Task description: Count how many lines below contain the word "coach". Reply with the number alone.

Data rows start

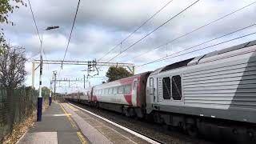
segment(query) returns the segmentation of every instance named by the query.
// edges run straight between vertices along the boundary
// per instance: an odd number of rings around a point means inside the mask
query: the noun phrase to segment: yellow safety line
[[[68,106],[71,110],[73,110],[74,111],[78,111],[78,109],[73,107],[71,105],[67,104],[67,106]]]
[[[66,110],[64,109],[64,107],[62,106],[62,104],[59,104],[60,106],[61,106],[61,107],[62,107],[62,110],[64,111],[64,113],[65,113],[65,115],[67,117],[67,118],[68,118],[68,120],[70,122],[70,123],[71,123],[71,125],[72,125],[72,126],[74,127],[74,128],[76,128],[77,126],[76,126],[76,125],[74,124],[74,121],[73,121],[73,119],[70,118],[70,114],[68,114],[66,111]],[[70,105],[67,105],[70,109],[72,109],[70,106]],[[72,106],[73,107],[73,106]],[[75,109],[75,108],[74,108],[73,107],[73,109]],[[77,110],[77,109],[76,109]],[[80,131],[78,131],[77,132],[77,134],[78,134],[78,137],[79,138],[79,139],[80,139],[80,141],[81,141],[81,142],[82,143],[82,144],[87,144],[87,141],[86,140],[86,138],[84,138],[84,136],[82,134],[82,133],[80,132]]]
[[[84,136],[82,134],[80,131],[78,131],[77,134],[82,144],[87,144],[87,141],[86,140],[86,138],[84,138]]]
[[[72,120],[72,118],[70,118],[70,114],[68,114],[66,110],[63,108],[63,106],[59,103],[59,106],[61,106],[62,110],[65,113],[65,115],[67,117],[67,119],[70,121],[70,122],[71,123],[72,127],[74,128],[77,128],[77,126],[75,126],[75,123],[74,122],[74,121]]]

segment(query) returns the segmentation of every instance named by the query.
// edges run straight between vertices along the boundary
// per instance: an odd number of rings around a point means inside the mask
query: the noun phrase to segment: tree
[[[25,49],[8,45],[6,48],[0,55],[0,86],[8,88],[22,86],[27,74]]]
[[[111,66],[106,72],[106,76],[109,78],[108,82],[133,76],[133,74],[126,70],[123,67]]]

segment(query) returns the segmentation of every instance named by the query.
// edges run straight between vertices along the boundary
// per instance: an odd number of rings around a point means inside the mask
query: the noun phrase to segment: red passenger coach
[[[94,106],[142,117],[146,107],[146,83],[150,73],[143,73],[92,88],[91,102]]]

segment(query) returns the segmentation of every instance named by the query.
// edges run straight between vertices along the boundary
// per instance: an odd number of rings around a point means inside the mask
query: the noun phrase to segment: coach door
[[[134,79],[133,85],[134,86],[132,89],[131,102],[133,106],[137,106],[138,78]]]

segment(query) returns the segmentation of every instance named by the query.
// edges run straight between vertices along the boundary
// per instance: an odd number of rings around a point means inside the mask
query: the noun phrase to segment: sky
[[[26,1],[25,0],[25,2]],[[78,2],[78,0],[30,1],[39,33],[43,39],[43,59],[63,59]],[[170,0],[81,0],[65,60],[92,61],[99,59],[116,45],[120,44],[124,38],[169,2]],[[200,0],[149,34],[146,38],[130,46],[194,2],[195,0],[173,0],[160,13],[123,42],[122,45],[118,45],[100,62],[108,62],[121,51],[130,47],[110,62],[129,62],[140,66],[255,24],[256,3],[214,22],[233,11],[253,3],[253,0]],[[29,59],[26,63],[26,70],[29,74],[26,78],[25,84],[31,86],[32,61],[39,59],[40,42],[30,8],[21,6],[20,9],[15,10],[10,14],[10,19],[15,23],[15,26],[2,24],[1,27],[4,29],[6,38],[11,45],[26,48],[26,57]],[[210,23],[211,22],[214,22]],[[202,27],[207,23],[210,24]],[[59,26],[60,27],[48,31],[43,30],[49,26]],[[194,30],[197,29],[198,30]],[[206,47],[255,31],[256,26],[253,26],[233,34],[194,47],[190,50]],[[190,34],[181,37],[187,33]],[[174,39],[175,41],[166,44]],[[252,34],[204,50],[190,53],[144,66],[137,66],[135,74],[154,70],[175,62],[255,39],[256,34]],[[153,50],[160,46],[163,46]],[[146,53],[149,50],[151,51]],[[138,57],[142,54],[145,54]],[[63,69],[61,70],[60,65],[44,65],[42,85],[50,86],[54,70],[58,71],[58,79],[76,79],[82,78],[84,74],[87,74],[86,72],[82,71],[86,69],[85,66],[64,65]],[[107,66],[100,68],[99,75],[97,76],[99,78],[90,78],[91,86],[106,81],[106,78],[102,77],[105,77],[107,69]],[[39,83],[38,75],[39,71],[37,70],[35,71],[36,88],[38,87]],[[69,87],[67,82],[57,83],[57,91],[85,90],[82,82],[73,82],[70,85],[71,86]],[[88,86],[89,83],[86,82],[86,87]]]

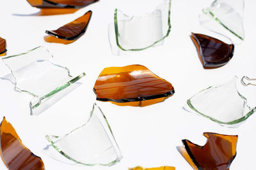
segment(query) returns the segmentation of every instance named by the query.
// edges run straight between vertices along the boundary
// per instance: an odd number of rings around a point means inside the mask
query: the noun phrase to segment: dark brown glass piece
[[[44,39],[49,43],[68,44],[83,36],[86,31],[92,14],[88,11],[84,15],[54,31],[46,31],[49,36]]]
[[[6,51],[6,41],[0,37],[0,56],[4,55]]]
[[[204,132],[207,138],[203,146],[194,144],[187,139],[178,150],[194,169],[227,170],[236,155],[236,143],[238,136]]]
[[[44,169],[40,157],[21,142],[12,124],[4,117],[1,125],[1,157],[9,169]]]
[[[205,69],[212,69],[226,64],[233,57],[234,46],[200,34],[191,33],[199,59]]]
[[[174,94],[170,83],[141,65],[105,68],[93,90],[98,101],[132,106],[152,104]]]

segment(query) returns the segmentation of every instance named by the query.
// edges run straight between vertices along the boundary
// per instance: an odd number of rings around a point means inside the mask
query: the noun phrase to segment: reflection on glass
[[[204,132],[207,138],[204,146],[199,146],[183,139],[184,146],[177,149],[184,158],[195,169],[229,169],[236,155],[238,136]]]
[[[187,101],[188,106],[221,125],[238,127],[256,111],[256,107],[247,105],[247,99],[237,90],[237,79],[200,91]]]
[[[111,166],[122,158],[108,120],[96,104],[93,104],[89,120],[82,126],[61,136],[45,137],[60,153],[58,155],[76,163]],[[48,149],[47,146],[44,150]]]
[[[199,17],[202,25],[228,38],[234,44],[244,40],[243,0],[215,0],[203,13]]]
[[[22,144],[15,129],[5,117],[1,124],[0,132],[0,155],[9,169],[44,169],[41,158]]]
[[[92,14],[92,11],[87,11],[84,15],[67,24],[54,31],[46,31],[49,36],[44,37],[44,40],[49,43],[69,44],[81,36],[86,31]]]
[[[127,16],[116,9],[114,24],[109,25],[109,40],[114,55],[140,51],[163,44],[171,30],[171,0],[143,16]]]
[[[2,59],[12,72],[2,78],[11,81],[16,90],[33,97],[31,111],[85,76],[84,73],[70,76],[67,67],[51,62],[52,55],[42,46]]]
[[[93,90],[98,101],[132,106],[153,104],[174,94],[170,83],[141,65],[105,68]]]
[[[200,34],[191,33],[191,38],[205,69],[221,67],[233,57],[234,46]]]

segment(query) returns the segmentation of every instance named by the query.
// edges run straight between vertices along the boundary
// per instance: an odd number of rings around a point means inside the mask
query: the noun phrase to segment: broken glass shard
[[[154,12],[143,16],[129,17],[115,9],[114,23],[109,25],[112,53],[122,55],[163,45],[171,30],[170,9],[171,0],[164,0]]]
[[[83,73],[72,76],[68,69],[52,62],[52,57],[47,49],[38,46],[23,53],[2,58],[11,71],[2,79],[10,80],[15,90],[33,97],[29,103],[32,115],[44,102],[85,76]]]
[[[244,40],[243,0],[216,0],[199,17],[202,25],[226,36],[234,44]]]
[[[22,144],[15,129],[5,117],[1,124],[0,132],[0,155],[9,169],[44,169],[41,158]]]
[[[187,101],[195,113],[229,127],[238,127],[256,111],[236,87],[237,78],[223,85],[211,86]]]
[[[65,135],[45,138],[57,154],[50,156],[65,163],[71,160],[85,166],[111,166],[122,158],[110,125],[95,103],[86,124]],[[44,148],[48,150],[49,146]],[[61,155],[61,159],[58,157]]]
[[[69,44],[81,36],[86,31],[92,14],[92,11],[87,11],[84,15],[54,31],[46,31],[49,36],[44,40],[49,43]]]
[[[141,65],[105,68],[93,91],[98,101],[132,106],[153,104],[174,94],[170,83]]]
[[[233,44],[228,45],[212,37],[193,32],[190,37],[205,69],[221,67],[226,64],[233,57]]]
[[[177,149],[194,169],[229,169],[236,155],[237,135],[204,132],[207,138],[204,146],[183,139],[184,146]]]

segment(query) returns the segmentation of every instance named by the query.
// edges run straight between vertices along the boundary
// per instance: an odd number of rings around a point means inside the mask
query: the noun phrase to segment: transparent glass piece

Data rows end
Data rows start

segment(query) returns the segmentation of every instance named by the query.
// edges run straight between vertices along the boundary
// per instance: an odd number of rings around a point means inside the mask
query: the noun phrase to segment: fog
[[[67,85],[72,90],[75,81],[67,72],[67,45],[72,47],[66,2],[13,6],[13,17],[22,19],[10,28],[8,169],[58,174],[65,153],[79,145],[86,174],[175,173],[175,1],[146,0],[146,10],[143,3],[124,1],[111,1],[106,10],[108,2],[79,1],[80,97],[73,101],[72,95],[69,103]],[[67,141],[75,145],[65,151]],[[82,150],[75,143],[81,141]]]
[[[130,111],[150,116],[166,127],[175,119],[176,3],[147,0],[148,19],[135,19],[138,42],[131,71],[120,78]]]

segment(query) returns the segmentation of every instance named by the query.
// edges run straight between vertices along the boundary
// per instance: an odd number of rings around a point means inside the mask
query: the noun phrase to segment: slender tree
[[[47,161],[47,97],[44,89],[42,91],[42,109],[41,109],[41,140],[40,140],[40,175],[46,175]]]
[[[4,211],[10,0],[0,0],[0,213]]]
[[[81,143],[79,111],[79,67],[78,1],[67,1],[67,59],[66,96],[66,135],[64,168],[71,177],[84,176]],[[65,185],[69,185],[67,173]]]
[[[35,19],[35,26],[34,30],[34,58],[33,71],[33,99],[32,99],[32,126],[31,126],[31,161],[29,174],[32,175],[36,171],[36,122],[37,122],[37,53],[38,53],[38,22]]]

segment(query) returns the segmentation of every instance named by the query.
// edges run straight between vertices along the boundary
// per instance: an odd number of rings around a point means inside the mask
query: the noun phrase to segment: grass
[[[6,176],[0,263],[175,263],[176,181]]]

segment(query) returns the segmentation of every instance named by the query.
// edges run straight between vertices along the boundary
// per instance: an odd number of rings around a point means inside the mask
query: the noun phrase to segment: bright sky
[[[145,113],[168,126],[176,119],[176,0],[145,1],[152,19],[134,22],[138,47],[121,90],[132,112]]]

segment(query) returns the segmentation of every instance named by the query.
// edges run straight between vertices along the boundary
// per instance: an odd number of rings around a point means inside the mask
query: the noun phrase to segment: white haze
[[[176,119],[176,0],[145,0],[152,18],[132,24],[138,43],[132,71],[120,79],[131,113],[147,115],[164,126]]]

Data rows end
Data rows start

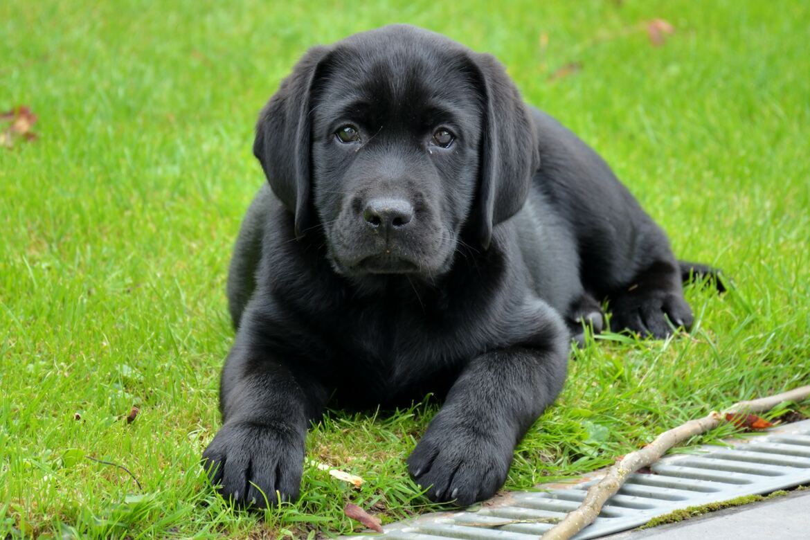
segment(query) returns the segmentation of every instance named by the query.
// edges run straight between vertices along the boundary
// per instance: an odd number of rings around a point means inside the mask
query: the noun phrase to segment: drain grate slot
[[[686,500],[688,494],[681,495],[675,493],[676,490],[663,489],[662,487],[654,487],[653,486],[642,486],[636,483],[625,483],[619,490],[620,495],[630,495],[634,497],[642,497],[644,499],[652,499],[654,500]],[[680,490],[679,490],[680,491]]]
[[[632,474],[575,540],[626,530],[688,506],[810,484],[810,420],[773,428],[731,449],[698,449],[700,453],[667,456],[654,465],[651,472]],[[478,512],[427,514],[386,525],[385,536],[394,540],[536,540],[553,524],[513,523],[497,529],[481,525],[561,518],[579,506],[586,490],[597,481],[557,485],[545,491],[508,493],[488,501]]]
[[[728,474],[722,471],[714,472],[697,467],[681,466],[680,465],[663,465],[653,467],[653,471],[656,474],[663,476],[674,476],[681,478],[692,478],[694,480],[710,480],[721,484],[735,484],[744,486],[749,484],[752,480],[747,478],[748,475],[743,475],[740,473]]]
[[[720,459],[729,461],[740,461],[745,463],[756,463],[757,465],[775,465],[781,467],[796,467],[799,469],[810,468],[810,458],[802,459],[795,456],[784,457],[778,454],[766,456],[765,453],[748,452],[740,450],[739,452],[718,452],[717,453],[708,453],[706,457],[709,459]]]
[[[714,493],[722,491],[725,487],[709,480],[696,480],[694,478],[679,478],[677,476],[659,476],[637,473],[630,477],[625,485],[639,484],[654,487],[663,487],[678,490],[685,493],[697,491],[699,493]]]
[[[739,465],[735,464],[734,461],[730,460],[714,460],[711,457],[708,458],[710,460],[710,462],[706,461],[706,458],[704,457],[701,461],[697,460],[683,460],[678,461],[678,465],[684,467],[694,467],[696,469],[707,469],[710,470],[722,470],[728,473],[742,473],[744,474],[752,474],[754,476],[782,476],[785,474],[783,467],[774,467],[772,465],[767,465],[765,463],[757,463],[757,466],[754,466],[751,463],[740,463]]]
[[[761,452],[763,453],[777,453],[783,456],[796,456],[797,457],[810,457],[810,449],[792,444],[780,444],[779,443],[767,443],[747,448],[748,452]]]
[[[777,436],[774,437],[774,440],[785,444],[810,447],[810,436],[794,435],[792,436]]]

Data rows end

Complete output: 2